◆ TASK DESCRIPTION:
Your answer must consist of the lines running from the one that holds "Can you see the black" to the end of the data, copied exactly.

[Natural-language object grounding data]
§ §
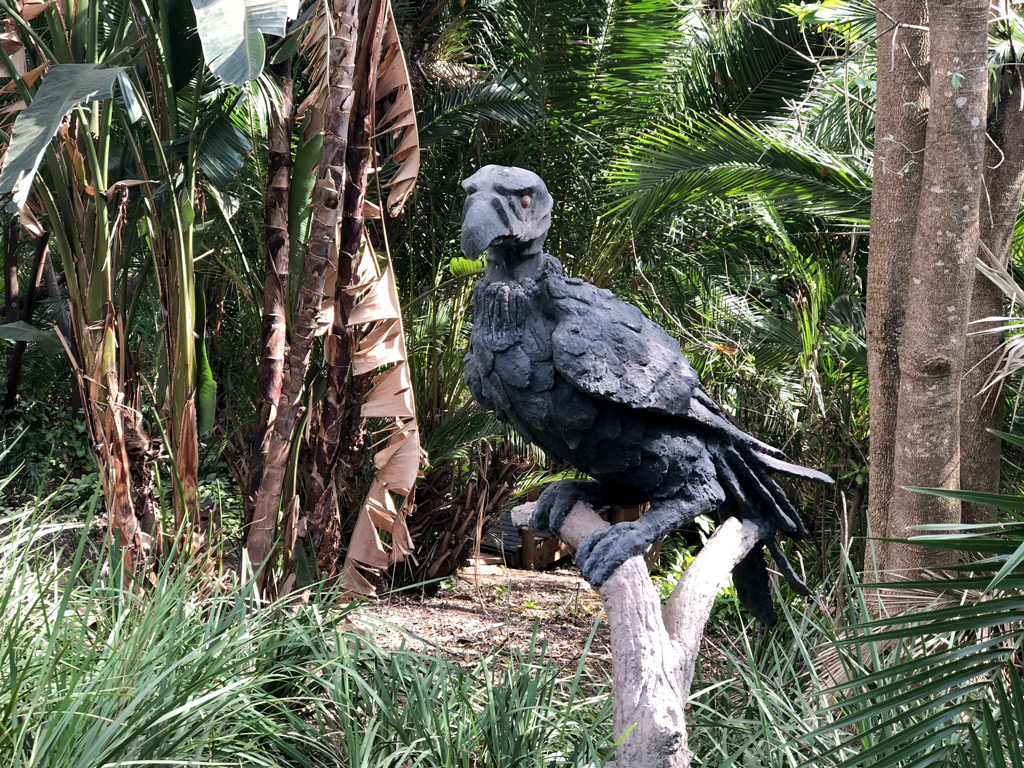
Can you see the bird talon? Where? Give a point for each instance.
(603, 551)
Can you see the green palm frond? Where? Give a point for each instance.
(955, 697)
(748, 62)
(452, 115)
(687, 162)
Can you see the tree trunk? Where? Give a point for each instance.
(981, 411)
(322, 494)
(938, 297)
(271, 364)
(327, 205)
(899, 127)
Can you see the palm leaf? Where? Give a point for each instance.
(684, 163)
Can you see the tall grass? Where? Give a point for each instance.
(193, 672)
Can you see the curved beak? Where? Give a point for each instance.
(482, 223)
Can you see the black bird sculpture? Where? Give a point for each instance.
(595, 383)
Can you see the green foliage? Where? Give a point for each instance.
(232, 31)
(201, 673)
(64, 86)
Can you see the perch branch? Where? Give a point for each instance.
(689, 606)
(653, 654)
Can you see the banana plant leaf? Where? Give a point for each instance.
(232, 31)
(62, 88)
(22, 331)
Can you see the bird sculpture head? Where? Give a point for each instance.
(507, 213)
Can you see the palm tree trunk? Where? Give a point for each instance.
(983, 411)
(271, 364)
(341, 403)
(327, 208)
(896, 186)
(938, 297)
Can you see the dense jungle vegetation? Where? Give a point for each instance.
(233, 320)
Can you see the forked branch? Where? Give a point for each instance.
(653, 652)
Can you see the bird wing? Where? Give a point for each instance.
(610, 350)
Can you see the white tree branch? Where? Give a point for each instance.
(653, 654)
(689, 606)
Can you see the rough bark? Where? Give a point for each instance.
(653, 652)
(938, 297)
(899, 146)
(327, 207)
(322, 493)
(981, 411)
(271, 363)
(28, 308)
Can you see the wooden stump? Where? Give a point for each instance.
(654, 651)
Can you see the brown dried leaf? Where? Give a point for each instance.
(366, 546)
(399, 119)
(391, 395)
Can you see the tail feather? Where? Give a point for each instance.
(770, 509)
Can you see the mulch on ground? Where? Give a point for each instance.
(488, 609)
§ §
◆ TASK SOLUTION:
Can you see the black bird sculpture? Where? Give a point for each instance.
(595, 383)
Can you see the green foliage? Where? Give a point for each instance.
(232, 31)
(201, 673)
(64, 86)
Can you see the perch branch? Where? Give a point for each instance.
(689, 606)
(653, 654)
Can you see the banana plant leaf? Where? Give a point for each instance.
(232, 31)
(62, 88)
(22, 331)
Can you see the bird sculpture head? Where? Give a point for each instance.
(507, 213)
Can you see the palm tree trunk? Where? Give a point for each instance.
(983, 411)
(271, 364)
(341, 403)
(327, 208)
(896, 186)
(938, 297)
Can you see the dense jungle vegetation? Where? Give a point for each instance.
(233, 320)
Can you see the forked branch? Where? Give a point for each instance.
(653, 652)
Can you see the bird wing? Where? Give a point for each instance.
(610, 350)
Can you see the white tree branch? Where? Give a point for each instance.
(653, 654)
(689, 606)
Can you see the rough bark? Where? Give a point for each instance.
(653, 652)
(938, 297)
(899, 146)
(327, 207)
(322, 493)
(981, 411)
(271, 363)
(28, 308)
Can you see the wooden stump? Where? Give a point for each instance.
(654, 651)
Can you see the brown dried leaf? Where? Give a point for each instance.
(366, 546)
(399, 119)
(391, 395)
Can you see the tail feather? Where? Give a point for each instance.
(770, 509)
Can you see the mulch on ground? Where? Give a point for each instance.
(488, 609)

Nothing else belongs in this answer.